Langer Rhetoriksonntag im Hermann-Josef-Kolleg Steinfeld

Zehn junge Leute nahmen am 4. Rhetorik-Wettbewerb der beiden Rotary Clubs des Kreises Euskirchen teil – Kreissparkasse Euskirchen sponserte den Wettbewerb – Dreiköpfige Jury analysierte und bewertete die Redekünste

León Oechsle (CFG) ging als Sieger des Rhetorik-Wettbewerbs hervor. Marla Kroll (HJK) (rechts) landete auf dem zweiten Platz, und Meike Krupp von der Marienschule Euskirchen sicherte sich Platz drei. Bild: Michael Thalken/Eifeler Presse Agentur/epa
León Oechsle (CFG) ging als Sieger des Rhetorik-Wettbewerbs hervor. Marla Kroll (HJK) (rechts) landete auf dem zweiten Platz, und Meike Krupp von der Marienschule Euskirchen sicherte sich Platz drei. Bild: Michael Thalken/Eifeler Presse Agentur/epa

Kall-Steinfeld – Zu Hause vorm Badezimmerspiegel mag eine Ansprache an ein imaginiertes Publikum ja noch recht überzeugend gelingen, aber wenn man einem echten Auditorium gegenübersteht, dann zeigt sich erst, ob man wirklich zum Sprecher geboren wurde. Die zehn jungen Leute, die sich am Sonntagmorgen in der Aula des Hermann-Josef-Kollegs in Steinfeld trafen, hatten offensichtlich keine Probleme damit, auch vor einer größeren Menschenmenge samt dreiköpfiger Jury einen Vortrag zu halten. Ihre Nervosität hatten sie im Griff, ihr professionelles Auftreten bestens einstudiert, und selbst ein kleiner Bühnensturz – der Alptraum aller Redner – konnte sie nicht aus dem Konzept bringen. Krönchen richten, weiter reden, lautete die Devise.

Frank Weimbs, der den Rhetorik-Wettbewerb – in diesem Jahr erstmals vom Rotary-Club Euskirchen-Burgfey und dem Partnerclub aus Euskirchen ausgetragen – zum wiederholten Mal moderierte, berichtete, dass die Vorbereitungsphase in diesem Jahr recht kurz gewesen sei. Um nicht weiterhin, wie in den vergangenen Jahren, den Wettbewerb inmitten der Abiturvorbereitungszeit auszutragen, habe man den entscheidenden Distriktwettbewerb bereits auf den 20. Januar gelegt. „Das hat uns alle etwas überrascht und zwingt uns zur Improvisation“, so Weimbs.

[Aufgaben]
(a) Zähle die Zeilen der Datensätze unten, die die Zeichenfolge „gravel“ enthalten, und beachte dabei die Groß- und Kleinschreibung. Gib ausschließlich die Anzahl an.
(b) Führe den Bericht über den Rhetorik-Wettbewerb in Steinfeld oben im Anschluss an seinen letzten Satz weiter.

[Daten zur Aufgabe]
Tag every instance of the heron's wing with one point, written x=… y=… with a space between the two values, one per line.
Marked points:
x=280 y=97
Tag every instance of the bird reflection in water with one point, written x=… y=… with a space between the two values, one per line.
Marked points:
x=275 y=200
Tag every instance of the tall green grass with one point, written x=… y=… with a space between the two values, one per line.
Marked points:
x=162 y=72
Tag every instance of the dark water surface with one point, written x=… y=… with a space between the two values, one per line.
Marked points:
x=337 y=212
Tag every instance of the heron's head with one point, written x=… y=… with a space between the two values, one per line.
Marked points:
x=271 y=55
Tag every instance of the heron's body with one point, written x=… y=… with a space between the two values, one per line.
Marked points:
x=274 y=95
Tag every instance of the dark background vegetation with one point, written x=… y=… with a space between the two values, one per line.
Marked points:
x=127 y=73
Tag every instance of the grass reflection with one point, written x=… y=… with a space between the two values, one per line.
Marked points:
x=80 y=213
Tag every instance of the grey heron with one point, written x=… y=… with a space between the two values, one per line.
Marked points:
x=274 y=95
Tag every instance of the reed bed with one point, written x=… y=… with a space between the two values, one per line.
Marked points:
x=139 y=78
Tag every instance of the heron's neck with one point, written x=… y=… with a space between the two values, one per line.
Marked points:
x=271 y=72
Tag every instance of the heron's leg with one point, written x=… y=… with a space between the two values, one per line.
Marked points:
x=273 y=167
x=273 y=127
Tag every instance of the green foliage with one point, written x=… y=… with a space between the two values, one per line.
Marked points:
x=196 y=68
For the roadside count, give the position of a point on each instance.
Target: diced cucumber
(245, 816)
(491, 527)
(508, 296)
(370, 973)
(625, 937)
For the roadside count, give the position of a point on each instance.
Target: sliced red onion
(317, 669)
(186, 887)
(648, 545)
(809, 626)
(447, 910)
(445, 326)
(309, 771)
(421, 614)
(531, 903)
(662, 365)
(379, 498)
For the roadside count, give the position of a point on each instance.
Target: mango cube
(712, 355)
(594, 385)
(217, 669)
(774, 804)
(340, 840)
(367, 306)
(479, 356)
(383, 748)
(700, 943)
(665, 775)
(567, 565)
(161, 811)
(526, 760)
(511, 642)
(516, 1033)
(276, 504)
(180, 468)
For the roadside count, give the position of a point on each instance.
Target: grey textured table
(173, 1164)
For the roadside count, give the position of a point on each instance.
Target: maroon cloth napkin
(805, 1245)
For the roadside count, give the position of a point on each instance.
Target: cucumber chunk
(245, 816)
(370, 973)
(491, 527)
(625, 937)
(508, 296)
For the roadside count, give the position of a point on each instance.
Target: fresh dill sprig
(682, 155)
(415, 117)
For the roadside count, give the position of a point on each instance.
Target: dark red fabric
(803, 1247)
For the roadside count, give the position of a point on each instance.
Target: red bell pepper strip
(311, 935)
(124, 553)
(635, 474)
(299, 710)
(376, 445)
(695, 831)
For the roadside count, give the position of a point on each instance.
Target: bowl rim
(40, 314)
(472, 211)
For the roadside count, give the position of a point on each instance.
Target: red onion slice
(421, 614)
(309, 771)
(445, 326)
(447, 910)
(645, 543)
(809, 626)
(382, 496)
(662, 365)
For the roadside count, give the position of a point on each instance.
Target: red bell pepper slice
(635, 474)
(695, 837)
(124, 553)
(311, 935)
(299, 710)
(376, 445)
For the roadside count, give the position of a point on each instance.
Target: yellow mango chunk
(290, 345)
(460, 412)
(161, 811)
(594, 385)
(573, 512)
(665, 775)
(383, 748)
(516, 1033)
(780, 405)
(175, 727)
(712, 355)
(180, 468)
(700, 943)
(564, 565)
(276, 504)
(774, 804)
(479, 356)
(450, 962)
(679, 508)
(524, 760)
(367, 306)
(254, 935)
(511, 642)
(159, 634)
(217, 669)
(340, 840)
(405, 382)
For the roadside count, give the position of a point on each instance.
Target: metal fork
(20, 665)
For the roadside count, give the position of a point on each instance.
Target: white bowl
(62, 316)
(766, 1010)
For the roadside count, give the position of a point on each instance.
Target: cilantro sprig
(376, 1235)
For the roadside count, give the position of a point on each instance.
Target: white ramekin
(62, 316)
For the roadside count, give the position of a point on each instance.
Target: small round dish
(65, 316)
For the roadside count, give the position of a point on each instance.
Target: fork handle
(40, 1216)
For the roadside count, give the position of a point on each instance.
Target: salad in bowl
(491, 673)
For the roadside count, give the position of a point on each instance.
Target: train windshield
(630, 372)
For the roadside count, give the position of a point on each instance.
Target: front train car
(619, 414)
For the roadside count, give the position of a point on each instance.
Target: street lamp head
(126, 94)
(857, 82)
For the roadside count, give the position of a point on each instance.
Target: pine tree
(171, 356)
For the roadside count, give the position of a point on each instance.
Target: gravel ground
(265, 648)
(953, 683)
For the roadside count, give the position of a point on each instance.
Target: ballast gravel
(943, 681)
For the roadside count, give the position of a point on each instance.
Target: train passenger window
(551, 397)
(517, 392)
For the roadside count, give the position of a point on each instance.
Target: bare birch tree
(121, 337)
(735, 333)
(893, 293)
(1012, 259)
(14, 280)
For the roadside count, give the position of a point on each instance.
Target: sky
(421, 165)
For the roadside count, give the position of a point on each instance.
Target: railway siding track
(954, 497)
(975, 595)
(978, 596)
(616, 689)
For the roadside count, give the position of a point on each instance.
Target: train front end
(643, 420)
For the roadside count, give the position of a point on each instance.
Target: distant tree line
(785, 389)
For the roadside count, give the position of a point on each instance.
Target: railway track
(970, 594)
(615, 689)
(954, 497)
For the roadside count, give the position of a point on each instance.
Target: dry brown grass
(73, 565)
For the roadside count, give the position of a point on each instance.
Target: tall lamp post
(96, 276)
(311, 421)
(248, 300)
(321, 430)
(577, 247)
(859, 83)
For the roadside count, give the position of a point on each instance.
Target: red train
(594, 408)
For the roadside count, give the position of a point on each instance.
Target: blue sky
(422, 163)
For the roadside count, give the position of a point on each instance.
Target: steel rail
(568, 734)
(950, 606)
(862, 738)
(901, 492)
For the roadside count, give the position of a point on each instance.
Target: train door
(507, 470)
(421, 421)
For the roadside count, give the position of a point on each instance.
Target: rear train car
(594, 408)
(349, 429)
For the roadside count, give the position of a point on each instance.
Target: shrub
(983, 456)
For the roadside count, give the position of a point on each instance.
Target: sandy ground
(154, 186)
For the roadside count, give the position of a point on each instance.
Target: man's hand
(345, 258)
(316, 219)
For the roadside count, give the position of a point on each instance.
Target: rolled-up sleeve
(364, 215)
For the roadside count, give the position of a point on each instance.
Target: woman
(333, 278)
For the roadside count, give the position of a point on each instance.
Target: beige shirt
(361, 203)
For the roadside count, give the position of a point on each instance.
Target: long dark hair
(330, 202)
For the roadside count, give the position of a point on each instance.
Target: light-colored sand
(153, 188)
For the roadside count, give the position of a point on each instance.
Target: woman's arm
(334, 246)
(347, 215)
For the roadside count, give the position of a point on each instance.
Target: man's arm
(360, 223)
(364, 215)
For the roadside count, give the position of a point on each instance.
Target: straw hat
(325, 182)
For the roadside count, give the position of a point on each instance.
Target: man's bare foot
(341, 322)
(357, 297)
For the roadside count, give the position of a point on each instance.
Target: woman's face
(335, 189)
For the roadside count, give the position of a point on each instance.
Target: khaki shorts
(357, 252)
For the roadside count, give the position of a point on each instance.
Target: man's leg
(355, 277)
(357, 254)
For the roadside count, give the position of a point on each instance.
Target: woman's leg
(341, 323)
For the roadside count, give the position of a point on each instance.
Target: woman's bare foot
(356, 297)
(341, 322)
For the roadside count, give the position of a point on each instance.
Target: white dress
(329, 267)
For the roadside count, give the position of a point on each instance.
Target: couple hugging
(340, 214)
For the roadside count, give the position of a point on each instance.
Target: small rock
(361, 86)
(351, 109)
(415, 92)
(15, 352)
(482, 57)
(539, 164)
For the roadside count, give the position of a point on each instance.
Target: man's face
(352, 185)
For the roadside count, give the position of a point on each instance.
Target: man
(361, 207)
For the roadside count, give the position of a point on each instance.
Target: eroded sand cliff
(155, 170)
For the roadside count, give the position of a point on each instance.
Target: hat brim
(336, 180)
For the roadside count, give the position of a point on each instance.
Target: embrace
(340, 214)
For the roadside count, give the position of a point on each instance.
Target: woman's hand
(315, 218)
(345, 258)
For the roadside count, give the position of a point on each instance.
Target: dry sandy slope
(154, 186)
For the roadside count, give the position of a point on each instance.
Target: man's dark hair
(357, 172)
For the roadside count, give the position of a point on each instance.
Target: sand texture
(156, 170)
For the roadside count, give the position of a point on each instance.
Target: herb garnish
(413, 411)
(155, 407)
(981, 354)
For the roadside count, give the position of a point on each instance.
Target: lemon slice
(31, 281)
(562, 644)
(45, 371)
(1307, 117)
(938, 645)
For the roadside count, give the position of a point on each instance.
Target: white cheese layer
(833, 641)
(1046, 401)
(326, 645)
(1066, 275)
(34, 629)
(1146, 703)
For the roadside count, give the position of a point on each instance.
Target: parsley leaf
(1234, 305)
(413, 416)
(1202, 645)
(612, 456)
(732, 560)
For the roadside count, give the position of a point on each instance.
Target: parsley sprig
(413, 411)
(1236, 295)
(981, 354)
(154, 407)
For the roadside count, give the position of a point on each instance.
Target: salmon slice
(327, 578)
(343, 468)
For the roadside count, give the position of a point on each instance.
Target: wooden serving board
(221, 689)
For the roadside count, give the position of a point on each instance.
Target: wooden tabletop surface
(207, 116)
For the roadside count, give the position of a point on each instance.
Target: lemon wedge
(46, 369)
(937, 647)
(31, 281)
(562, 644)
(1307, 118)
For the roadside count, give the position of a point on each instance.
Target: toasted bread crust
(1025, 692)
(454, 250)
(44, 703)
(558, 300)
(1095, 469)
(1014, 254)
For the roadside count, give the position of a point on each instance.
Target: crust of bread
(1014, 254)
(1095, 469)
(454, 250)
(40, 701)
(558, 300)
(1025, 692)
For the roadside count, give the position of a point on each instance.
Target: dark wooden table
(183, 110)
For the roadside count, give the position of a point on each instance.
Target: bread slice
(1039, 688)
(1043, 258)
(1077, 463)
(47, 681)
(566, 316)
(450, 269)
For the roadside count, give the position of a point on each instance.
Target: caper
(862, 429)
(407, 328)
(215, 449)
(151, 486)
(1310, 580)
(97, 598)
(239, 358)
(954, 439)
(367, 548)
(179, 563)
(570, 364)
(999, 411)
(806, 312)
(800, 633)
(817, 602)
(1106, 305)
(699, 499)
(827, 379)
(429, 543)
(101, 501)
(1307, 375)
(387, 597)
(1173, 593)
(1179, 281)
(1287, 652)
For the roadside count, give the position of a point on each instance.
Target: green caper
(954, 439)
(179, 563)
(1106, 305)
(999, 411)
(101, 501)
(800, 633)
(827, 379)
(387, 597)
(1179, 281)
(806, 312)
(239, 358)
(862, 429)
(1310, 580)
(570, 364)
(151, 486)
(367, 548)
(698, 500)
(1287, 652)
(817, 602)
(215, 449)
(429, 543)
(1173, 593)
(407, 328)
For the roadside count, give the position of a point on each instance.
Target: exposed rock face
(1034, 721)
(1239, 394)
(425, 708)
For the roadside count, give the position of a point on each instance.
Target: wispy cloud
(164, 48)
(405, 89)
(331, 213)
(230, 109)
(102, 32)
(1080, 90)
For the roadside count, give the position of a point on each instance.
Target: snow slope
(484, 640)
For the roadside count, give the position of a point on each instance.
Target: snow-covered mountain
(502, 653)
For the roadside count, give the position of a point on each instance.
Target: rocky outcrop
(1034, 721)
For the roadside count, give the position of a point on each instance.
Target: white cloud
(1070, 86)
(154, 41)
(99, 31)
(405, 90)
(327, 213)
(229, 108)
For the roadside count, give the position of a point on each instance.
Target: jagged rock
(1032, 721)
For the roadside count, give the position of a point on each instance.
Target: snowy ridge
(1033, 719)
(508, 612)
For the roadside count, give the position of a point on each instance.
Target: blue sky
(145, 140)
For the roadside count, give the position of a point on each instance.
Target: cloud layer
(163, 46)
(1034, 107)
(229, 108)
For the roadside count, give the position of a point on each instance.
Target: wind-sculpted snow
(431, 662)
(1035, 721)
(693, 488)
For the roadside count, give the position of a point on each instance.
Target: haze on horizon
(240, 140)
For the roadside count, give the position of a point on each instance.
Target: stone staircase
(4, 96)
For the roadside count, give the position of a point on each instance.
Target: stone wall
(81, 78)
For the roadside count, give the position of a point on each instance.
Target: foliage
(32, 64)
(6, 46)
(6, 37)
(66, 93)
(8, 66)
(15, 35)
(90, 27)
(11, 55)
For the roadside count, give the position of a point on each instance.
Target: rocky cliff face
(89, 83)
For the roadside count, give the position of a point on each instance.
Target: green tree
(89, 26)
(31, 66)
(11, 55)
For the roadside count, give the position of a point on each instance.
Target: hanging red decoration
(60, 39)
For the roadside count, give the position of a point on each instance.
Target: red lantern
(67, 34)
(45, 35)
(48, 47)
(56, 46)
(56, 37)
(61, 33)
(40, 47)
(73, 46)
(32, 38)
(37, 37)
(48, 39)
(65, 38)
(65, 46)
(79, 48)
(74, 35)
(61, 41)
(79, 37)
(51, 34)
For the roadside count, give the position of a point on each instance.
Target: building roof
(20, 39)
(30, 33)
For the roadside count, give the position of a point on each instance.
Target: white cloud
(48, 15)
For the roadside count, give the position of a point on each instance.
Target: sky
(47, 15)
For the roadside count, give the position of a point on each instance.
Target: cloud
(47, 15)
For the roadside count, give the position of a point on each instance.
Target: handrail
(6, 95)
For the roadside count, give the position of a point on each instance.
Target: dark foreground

[Ergebnisse]
(a) 2

(b)
Am Ende konnten alle Teilnehmer, Ausrichter und die Jury zufrieden sein, dass sich so viele junge Leute bereitgefunden hatten, am Rhetorik-Wettbewerb teilzunehmen. Bild: Michael Thalken/Eifeler Presse Agentur/epa
Am Ende konnten alle Teilnehmer, Ausrichter und die Jury zufrieden sein, dass sich so viele junge Leute bereitgefunden hatten, am Rhetorik-Wettbewerb teilzunehmen. Bild: Michael Thalken/Eifeler Presse Agentur/epa

Doch trotz der gebotenen Eile schickten mehr Schulen ihre Rhetoren ins Rennen als zuvor. Frank Weimbs erinnerte in seiner Ansprache daran, dass der Rhetorikwettbewerb nur eines von vielen Projekten sei, die die mehr als 35.000 Rotary-Clubs mit ihren 1,2 Millionen Mitgliedern weltweit veranstalteten. Durch das Fördern der Redekunst möchte der Club zur Persönlichkeitsbildung junger Leute beitragen und ihnen damit einen Schlüssel zum beruflichen und auch privaten Erfolg an die Hand geben.

Über die Redekünste der jungen Leute wachte eine dreiköpfige Jury, bestehend aus Helmut Lanio, vier Jahrzehnte für das Medienhaus Weiss tätig, der Sopranistin Sieglinde Schneider, die auch mit Schauspielern, Moderatoren, Rundfunksprechern, Führungskräften, Musikern und Sängern an deren Stimmbildung arbeitet, sowie Viola Alvarez, Schriftstellerin und in der Managemententwicklung tätig. Die Schülerinnen und Schüler mussten ein Thema eigener Wahl frei vortragen und dafür einen Anlass oder eine fiktive Veranstaltung wählen, in der die Rede gehalten werden sollte. Bewertet wurden sachliche Korrektheit und logischer Aufbau sowie Zuhörerorientierung und Überzeugungskraft. Aber auch für die Originalität des Vortragsstils, für das Sprachniveau und die Aussprache gab es Punkte.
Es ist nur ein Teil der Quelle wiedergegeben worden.